Extend the sermon below on the parable of the soils and Paul's words to the Romans, starting after its final sentence.

• **Document extract**:
════════
As Paul wrote to the Romans, “…you are in the Spirit, since the Spirit of God dwells in you.”[4] Since, as Paul writes, the Spirit makes its home in us, there’s a chance that the variety of dirt that Jesus talked about becomes less of an issue. On any given day, anxiety about the future may get the best of some of us. We may feel joy one minute and choke the next. But we can hope that others of us will be having a better day. Setting our minds on the Spirit, according to the letter to the Roman Church, brings life and peace which sounds a whole lot better than anxiety and greed having their way.

It’s been my experience that no one sermon is for everyone. When a sermon doesn’t resonate for me, I figure it must be for someone else. Same as when I preach. For some, it was just what they needed to hear. For others, it’s a shrug and a bit puzzling. The sermon was for someone else. It’s similar with scripture. While the Bible is for all of us all the time, there may be parts of it that leave us scratching our heads while other parts leave us with filled hearts or shattered assumptions that change our hearts.

As we continue through the gospel of Matthew and the parables that Jesus’ told, we’ll be challenged to wring a good word from them as we set our minds on the Spirit who brings us life and peace.
════════
• **Collected data**:
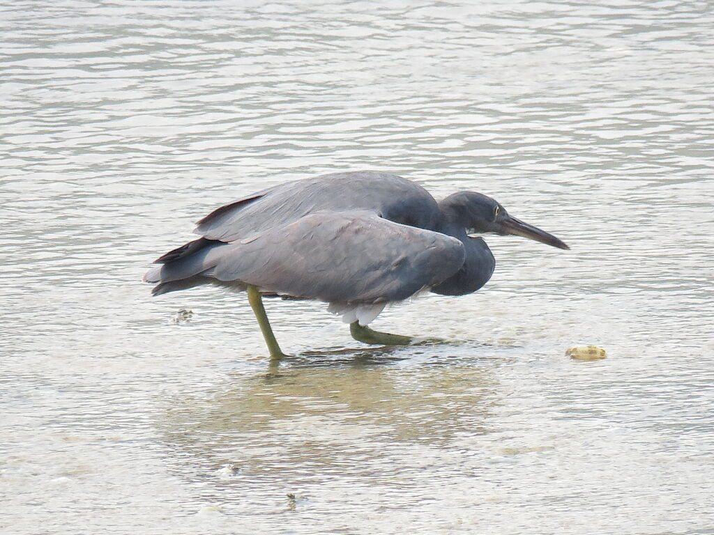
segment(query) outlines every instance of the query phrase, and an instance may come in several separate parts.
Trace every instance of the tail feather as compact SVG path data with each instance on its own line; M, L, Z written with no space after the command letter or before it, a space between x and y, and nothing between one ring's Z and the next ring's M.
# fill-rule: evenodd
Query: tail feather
════════
• **Expected output**:
Being church is counter-cultural in that our collective wisdom is knowingly balanced by our collective flaws. It’s a practiced humility as we celebrate God’s Spirit making a home in us giving us life and peace. Impatience may trip us up from time to time, but it serves to remind us of our fallibility. As such, we’re reminded to look to each other, right-sizing us alongside one another.

Ultimately, we’re reminded to look to God’s Spirit who bears fruit in us for the sake of the world. The covenant God made with us through Jesus Christ expands the covenant God made to Abraham which, despite our fallibility and impatience, is about blessing the whole earth. Blessing the whole earth means blessing each other which also means that each of us will be blessed. So, we pray that God’s kingdom come, God’s will be done, on earth as it is in heaven. Amen.

____________________________________________

[1] Joy J. Moore, Professor of Biblical Preaching, Luther Seminary, St. Paul, MN. Sermon Brainwave Podcast for July 16, 2023. https://www.workingpreacher.org/podcasts/912-seventh-sunday-after-pentecost-ord-15a-july-16-2023

[2] Matt Skinner, Professor of New Testament, Luther Seminary, St. Paul, MN. Sermon Brainwave Podcast for July 16, 2023. https://www.workingpreacher.org/podcasts/912-seventh-sunday-after-pentecost-ord-15a-july-16-2023

[3] Ibid.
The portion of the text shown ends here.